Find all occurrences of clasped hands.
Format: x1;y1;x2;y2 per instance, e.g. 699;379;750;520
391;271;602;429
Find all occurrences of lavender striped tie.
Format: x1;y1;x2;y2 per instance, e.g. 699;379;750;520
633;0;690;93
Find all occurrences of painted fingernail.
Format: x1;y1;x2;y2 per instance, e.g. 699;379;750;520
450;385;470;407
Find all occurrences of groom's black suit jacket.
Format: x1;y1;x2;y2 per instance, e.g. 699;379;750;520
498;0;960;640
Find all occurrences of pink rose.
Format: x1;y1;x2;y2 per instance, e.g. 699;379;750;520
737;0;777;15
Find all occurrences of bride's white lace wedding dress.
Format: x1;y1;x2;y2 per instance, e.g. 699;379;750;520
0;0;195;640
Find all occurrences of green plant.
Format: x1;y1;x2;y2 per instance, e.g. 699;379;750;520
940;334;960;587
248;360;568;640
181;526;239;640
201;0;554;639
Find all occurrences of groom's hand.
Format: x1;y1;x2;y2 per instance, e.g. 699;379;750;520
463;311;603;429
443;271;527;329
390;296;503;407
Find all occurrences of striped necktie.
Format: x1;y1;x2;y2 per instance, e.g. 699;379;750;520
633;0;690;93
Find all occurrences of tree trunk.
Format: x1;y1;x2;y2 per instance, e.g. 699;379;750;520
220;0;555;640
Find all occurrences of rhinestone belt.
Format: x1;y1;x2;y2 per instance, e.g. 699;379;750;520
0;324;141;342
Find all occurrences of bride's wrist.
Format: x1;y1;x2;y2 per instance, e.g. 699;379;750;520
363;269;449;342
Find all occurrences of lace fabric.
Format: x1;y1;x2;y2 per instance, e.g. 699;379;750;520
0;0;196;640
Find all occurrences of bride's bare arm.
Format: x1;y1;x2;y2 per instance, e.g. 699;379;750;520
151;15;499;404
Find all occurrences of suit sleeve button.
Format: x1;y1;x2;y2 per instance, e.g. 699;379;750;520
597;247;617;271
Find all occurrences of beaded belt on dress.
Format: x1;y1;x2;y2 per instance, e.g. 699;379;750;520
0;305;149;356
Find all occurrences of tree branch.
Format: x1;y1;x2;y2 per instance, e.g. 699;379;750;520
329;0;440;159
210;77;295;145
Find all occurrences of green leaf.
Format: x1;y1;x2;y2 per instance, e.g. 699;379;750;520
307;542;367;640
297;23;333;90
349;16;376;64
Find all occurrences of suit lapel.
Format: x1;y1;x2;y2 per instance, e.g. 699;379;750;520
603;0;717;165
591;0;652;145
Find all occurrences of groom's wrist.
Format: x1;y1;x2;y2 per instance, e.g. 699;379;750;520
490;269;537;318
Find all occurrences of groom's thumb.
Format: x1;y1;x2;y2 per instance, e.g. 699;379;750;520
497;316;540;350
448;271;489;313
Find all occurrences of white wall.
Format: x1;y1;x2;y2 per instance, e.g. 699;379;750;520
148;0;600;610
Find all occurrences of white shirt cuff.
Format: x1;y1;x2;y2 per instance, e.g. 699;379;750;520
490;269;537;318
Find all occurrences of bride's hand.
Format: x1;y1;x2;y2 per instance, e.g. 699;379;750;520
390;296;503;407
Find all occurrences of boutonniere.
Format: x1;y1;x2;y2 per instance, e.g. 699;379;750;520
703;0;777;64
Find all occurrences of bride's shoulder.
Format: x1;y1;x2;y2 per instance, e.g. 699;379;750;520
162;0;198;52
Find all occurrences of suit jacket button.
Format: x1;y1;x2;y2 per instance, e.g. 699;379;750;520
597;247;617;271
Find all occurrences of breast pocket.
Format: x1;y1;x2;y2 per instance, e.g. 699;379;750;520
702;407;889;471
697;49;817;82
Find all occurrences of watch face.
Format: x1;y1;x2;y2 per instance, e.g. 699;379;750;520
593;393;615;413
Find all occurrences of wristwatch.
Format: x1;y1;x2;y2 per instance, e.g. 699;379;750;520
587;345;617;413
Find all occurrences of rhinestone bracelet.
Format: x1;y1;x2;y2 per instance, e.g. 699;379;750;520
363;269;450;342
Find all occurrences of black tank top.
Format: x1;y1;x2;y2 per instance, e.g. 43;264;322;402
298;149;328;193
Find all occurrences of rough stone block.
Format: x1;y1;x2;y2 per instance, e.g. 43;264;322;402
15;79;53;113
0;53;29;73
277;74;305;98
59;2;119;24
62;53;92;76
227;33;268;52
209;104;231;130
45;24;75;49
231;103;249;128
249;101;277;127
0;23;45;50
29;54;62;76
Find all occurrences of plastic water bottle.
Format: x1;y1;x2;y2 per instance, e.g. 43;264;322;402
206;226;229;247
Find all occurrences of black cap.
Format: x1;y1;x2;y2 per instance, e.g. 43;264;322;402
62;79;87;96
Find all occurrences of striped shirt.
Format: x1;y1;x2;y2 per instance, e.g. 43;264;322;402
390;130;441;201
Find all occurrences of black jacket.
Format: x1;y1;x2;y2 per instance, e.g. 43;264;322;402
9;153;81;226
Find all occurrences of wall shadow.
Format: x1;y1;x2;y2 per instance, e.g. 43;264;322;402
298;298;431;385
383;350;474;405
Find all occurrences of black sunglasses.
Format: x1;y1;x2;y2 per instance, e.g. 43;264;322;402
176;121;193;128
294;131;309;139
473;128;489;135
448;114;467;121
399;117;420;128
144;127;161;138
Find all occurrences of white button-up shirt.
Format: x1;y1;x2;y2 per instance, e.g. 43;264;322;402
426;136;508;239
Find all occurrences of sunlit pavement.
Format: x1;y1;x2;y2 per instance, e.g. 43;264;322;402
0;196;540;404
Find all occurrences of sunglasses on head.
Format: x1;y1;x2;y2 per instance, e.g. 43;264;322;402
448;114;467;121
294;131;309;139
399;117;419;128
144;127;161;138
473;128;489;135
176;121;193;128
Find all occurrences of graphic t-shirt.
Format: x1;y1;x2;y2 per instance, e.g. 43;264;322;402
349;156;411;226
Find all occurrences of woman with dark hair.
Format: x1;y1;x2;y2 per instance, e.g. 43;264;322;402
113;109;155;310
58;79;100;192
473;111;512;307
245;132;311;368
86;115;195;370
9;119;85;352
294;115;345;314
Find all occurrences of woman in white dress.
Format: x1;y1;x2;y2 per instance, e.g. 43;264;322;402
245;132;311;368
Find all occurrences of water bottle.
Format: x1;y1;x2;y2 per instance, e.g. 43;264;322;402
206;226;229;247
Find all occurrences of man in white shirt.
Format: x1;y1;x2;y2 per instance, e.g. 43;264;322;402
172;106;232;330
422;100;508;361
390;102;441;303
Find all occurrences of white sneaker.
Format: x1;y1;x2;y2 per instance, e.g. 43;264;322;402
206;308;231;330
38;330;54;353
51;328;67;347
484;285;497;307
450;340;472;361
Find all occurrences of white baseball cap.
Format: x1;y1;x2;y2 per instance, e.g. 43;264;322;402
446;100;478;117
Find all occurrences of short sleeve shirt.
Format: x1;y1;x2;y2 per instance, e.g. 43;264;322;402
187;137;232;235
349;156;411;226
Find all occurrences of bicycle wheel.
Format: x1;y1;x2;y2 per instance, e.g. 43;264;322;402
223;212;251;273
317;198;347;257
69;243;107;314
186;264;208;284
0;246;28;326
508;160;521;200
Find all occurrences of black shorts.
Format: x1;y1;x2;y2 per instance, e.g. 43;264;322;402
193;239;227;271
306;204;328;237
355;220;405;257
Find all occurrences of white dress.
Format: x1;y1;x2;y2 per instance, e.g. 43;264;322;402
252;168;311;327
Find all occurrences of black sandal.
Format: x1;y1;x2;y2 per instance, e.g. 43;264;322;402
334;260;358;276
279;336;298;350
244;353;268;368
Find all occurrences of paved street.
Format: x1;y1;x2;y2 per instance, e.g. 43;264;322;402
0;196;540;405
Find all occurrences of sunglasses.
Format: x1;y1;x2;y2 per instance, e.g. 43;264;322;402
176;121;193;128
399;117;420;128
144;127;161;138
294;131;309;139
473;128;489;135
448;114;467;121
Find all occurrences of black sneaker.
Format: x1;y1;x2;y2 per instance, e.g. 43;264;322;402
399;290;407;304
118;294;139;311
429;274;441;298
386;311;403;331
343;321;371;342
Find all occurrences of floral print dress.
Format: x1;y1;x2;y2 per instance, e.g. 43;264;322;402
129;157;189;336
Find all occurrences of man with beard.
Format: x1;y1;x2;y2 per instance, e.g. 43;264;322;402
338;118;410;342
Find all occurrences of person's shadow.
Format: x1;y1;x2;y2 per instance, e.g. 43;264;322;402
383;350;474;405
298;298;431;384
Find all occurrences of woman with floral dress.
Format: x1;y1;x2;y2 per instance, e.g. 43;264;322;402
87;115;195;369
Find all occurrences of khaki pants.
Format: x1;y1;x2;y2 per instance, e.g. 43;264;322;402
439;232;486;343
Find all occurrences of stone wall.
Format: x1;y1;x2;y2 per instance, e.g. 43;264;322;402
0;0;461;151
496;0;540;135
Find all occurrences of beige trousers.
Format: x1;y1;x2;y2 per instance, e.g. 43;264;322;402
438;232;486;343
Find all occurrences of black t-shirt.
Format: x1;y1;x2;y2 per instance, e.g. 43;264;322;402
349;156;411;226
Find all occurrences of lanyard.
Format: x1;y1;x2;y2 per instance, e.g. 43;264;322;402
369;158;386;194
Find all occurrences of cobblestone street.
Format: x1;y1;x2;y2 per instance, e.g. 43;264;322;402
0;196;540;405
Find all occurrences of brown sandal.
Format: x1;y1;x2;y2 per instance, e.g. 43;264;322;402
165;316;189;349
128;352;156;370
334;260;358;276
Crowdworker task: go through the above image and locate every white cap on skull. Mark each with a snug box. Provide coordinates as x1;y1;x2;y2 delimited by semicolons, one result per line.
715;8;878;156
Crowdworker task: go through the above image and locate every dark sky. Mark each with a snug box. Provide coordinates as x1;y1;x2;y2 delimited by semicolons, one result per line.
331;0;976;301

--------------------

What is required>
Rewrite the rows from the first line through the line with "201;0;554;639", replacing "lavender" with "purple" and leaving everything else unchanged.

Output for this task>
Find all occurrences of clasped hands.
Format: x1;y1;x2;y2 per instance, e.g. 699;379;750;520
391;271;602;429
Find all occurrences of purple striped tie.
Format: x1;y1;x2;y2 per instance, e.g. 699;379;750;520
633;0;690;93
Find all occurrences of painted fingernail.
Format: x1;y1;x2;y2 per instance, e.g. 699;379;750;520
450;385;470;407
Find all occurrences of groom's black suit jacket.
Format: x1;y1;x2;y2 per instance, e.g. 699;379;750;520
498;0;960;640
Find all occurrences of pink rose.
Format: x1;y1;x2;y2 per instance, e.g. 699;379;750;520
737;0;777;15
Find all occurrences of bride's white lace wedding dress.
Format: x1;y1;x2;y2 per instance, e.g. 699;379;750;520
0;0;195;640
Find all occurrences of green plant.
Format: x1;y1;x2;y2 per instance, e.g. 699;379;750;520
940;334;960;587
248;360;568;640
181;526;239;640
201;0;554;639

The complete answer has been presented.